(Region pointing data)
----------
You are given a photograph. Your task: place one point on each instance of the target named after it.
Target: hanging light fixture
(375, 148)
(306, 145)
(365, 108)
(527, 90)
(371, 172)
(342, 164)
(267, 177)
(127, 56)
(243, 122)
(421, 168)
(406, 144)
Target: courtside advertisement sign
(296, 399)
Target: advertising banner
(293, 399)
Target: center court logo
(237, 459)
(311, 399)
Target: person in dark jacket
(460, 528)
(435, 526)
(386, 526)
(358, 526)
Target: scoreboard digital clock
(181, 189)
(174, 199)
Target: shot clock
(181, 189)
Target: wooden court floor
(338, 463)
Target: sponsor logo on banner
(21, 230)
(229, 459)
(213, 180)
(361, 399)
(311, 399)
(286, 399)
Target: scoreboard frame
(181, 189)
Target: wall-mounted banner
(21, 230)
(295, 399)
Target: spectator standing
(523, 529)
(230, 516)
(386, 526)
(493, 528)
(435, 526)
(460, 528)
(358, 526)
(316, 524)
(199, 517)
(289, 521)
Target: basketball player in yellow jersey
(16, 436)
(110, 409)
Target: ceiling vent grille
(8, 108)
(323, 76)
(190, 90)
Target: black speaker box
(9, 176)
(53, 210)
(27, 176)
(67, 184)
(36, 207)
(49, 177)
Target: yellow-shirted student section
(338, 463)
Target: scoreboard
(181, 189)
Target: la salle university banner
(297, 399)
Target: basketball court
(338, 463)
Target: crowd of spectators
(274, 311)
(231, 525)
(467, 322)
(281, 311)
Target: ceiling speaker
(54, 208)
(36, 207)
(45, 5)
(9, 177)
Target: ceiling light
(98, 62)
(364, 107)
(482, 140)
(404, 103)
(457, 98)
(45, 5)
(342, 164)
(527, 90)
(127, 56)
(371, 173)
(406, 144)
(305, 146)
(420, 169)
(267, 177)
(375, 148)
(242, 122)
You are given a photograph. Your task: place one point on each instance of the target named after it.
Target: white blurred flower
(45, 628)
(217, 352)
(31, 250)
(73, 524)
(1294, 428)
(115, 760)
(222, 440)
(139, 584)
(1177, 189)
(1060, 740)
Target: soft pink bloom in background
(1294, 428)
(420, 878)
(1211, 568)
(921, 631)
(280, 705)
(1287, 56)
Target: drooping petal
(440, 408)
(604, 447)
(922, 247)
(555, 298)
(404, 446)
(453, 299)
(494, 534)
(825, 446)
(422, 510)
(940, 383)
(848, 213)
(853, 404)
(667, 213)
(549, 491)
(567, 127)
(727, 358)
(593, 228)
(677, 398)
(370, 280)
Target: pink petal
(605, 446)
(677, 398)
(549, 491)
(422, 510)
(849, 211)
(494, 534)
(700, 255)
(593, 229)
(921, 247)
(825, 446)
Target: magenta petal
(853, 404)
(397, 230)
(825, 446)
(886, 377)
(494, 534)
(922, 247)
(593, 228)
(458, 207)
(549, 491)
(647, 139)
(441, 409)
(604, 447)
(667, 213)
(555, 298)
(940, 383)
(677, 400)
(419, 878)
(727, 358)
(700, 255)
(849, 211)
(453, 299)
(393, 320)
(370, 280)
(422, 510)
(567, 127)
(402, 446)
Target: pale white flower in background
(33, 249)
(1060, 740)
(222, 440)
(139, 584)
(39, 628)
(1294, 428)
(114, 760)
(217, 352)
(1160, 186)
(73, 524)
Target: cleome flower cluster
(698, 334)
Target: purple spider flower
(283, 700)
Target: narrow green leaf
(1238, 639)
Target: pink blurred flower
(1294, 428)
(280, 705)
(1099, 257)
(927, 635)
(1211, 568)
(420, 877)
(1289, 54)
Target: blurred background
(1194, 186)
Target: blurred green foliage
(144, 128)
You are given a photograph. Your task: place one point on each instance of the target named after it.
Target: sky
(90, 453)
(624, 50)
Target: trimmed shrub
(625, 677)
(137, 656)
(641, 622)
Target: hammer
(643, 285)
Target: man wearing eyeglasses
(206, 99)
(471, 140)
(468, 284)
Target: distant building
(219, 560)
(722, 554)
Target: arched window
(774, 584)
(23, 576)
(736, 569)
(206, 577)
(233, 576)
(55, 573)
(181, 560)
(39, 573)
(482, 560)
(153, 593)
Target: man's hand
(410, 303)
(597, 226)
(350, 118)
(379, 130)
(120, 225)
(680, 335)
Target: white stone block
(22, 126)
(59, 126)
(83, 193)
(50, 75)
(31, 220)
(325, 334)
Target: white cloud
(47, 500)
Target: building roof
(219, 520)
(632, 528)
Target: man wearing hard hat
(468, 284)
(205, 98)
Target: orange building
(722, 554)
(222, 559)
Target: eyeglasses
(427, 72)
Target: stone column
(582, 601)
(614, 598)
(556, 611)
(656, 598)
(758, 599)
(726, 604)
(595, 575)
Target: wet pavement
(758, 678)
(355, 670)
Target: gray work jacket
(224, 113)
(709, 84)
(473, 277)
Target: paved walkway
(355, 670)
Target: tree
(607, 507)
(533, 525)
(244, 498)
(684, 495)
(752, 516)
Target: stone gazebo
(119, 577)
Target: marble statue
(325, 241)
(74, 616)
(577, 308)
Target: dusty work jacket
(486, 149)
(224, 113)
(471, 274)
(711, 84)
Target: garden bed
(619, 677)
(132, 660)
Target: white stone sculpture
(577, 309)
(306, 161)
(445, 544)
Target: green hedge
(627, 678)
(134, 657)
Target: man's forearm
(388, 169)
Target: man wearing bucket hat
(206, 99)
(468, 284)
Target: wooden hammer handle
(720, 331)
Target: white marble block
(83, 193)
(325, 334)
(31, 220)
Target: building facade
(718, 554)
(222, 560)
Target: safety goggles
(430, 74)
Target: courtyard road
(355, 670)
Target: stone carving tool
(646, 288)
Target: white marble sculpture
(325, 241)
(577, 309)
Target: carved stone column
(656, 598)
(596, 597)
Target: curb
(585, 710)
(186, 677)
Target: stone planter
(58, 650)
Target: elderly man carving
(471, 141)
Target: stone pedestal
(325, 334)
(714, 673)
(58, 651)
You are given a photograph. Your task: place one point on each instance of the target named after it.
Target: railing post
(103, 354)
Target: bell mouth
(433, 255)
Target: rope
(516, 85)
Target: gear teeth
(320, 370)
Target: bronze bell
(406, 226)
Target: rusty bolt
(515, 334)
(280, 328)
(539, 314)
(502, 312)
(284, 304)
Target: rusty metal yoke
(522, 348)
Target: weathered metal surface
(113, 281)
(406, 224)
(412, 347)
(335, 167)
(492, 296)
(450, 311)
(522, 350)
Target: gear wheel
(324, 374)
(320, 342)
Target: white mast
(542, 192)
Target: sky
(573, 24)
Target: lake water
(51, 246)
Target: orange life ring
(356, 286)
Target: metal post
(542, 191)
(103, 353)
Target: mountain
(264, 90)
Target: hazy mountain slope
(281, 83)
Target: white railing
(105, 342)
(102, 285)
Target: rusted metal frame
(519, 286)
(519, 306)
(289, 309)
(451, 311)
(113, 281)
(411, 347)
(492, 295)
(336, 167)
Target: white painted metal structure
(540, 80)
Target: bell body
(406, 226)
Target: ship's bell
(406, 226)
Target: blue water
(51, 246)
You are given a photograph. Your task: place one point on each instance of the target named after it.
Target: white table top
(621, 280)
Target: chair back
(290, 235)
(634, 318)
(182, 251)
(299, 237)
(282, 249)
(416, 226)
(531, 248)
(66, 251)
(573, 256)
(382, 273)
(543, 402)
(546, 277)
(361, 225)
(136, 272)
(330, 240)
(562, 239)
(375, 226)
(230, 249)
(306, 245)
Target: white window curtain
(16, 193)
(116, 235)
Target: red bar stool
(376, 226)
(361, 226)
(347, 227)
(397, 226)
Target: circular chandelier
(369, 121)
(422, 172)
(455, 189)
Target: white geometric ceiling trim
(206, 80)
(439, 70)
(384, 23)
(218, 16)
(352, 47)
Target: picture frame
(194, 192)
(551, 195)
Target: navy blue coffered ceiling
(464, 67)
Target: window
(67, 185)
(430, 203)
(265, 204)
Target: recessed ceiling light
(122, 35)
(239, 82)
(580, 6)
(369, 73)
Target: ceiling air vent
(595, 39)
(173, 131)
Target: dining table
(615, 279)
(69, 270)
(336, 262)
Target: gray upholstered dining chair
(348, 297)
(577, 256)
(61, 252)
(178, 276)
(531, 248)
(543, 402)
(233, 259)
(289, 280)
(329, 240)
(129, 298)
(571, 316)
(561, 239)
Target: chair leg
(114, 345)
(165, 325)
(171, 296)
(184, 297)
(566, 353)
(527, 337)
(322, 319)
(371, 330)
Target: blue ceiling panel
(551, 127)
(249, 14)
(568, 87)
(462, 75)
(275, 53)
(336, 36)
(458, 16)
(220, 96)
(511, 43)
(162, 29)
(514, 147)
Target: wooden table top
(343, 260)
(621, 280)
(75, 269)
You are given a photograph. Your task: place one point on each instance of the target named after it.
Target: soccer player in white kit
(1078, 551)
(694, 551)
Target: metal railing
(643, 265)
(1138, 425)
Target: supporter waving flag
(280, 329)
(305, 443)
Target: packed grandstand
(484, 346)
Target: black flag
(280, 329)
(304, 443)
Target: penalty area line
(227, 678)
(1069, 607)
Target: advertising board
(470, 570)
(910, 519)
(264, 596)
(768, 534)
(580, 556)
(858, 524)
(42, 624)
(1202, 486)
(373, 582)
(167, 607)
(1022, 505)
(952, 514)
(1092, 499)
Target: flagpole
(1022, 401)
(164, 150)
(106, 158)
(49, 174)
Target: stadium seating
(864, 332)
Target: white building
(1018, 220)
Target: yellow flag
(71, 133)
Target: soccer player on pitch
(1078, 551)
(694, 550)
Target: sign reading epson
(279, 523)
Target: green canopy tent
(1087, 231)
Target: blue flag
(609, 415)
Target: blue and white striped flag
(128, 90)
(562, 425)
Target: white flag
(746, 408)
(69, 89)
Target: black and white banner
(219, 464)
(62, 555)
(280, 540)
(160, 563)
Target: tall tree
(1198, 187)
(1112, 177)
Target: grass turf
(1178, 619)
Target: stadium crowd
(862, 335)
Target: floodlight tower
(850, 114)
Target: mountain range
----------
ASSIGNMENT: What is needed is an exact copy of the lines from the one containing "Target: black flag" to the end of the data; please add nothing else.

EXERCISE RESULT:
Target: black flag
(280, 329)
(304, 443)
Target: penalty area line
(227, 678)
(1069, 607)
Target: advertising board
(470, 570)
(910, 519)
(264, 596)
(768, 534)
(580, 556)
(858, 524)
(42, 624)
(1202, 486)
(373, 582)
(167, 607)
(1022, 505)
(952, 514)
(1092, 499)
Target: flagpole
(1022, 401)
(164, 150)
(106, 158)
(49, 174)
Target: stadium seating
(864, 332)
Target: white building
(1018, 220)
Target: yellow flag
(71, 133)
Target: soccer player on pitch
(1078, 551)
(694, 550)
Target: sign reading epson
(279, 523)
Target: green canopy tent
(1087, 231)
Target: blue flag
(609, 415)
Target: blue and white striped flag
(128, 90)
(562, 425)
Target: white flag
(746, 408)
(69, 89)
Target: black and white banner
(219, 464)
(62, 555)
(280, 540)
(160, 563)
Target: tall tree
(1198, 187)
(1112, 177)
Target: grass turf
(1178, 619)
Target: stadium crowd
(862, 335)
Target: floodlight tower
(850, 114)
Target: mountain range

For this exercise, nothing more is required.